### PÁGINA
◆ ◆ ◆ ◆

Juan
Juan fue uno de los primeros a ser incorporados en el grupo de
discípulos y el último en dejar este mundo, partiendo a estar con el Señor a la
edad madura de aproximadamente 100 años. Llegó a ser creyente bajo el
ministerio de Juan el Bautista, y un discípulo cuando el Señor le llamó de su
ocupación de pescador para ser “pescador de hombres”. Más adelante fue escogido
como uno de los doce apóstoles; luego, a ser uno de los tres favorecidos que gozaban
de una intimidad especial con su Maestro; y finalmente toma para sí el título
del “discípulo a quien Jesús amaba”.
Sabemos que era un joven pescador galileo, probablemente de Betsaida o
una de las aldeas adyacentes a las orillas del Galilea. Aquel lago era
escenario de mucha actividad en aquellos días. Se dice que cuatro mil barcas
surcaban la reducida superficie de unos veinticuatro kilómetros por trece, pero
con todo la pesca abundaba. Esta industria dio lugar a otras afines; un
escritor bien informado afirma que había nueve poblaciones por las orillas,
cada una con una población promedia de quince mil personas.
Veamos primeramente los enlaces familiares de Juan. Sabemos que el
nombre de su padre era Zebedeo; su hermano mayor, compañero inseparable en los
primeros años, era Jacobo. Al comparar Mateo 27:56 con Marcos 15:40, entendemos
que su madre era Salomé, y es importante recordar que Salomé era hermana de
María, la virgen madre de Jesús. Esto quiere decir que Juan era primo hermano
del Señor según la carne, y tal vez explica en parte la intimidad entre ellos.

◆ ◆ ◆ ◆

### DATOS SUMINISTRADOS
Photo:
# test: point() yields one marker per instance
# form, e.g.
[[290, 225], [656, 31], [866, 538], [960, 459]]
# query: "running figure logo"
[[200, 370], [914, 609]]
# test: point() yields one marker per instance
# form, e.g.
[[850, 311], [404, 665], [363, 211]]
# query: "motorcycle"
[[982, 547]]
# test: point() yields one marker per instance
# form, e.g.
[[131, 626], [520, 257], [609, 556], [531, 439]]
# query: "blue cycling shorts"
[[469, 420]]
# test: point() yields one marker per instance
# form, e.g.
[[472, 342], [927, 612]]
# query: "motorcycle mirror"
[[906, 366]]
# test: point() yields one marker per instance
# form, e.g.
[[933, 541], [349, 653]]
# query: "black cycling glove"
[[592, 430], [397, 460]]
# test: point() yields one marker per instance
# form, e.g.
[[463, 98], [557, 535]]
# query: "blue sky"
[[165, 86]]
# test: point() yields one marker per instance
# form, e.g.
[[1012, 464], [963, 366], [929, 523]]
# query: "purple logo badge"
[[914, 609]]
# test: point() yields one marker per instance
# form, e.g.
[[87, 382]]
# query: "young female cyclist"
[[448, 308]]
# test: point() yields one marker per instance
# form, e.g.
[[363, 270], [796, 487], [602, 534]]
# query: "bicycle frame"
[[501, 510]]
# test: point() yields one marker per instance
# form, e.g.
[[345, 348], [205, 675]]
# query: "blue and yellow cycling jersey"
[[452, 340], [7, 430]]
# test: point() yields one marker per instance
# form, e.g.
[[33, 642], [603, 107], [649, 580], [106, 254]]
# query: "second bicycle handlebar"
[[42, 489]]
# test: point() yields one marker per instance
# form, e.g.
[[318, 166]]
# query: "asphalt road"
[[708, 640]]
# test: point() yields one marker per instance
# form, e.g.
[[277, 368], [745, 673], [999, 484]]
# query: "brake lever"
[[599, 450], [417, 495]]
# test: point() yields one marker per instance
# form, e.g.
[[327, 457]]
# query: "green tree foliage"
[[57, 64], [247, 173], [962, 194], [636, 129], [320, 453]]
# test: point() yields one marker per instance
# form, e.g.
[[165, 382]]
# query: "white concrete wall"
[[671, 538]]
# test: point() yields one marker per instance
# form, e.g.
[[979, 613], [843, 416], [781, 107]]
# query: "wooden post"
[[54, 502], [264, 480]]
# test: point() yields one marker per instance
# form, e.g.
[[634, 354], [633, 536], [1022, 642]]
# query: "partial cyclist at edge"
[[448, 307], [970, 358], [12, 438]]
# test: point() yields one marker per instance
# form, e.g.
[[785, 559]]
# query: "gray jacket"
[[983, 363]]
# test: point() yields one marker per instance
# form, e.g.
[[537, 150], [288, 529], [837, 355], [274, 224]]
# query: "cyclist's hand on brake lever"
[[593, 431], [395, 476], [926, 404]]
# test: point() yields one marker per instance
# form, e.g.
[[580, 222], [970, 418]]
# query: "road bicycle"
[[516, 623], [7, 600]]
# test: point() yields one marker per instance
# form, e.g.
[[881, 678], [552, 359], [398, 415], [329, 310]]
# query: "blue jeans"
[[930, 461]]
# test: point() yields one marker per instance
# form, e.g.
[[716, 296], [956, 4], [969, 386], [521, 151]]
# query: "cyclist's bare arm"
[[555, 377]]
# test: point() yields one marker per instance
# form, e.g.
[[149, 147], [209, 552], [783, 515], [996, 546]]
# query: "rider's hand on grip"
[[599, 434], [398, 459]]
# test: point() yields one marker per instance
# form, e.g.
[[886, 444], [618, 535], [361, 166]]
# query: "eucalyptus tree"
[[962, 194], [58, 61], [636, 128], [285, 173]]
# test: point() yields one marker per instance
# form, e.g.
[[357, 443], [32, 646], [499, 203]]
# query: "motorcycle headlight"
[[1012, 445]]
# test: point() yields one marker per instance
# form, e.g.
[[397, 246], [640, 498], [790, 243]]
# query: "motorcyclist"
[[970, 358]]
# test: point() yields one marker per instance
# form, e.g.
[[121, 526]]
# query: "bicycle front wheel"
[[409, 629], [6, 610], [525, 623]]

◆ ◆ ◆ ◆

### PROBLEMA PLANTEADO A
Transcribe del texto sobre el apóstol Juan todo lo que va desde "Sabemos que era" hasta "quince mil personas.", sin cambiar nada.
### PROBLEMA PLANTEADO B
Prolonga el texto sobre el apóstol Juan a partir de su última oración.

### RESULTADO ESPERADO A
Sabemos que era un joven pescador galileo, probablemente de Betsaida o
una de las aldeas adyacentes a las orillas del Galilea. Aquel lago era
escenario de mucha actividad en aquellos días. Se dice que cuatro mil barcas
surcaban la reducida superficie de unos veinticuatro kilómetros por trece, pero
con todo la pesca abundaba. Esta industria dio lugar a otras afines; un
escritor bien informado afirma que había nueve poblaciones por las orillas,
cada una con una población promedia de quince mil personas.

### RESULTADO ESPERADO B
Parece que la
familia era razonablemente bien acomodada. Leemos de jornaleros en su barca,
Marcos 1:20, y es posible que Zebedeo haya poseído más de una. Sabemos poco de
la vida de éste, salvo que estaba de acuerdo con el llamado que sus dos hijos
recibieron cierto día. Dejaron su padre en aquella barca, y siguieron a Jesús,
sin mención de algún reparo de parte del mayor.
Salomé era parte de aquella compañía de mujeres devotas que ministraban
al Señor en Galilea, dejando sus respectivos hogares para seguirle hasta
Jerusalén en su último viaje. Fueron testigos oculares de su muerte y
adoradores ante la tumba la mañana de su resurrección. De que Salomé era una
mujer de carácter fuerte, además de discípula ferviente, se sabe por la
solicitud suya, hecha a los pies de Jesús, que sus hijos se sentaran a cada
lado del Señor en su reino, Mateo 20.20. Su petición fue inapropiada, pero por
lo menos mostró el amor que tenía para el Señor, la certeza de su convicción de
que Él va a reinar, y su concepto de qué sería un honor en aquel reino.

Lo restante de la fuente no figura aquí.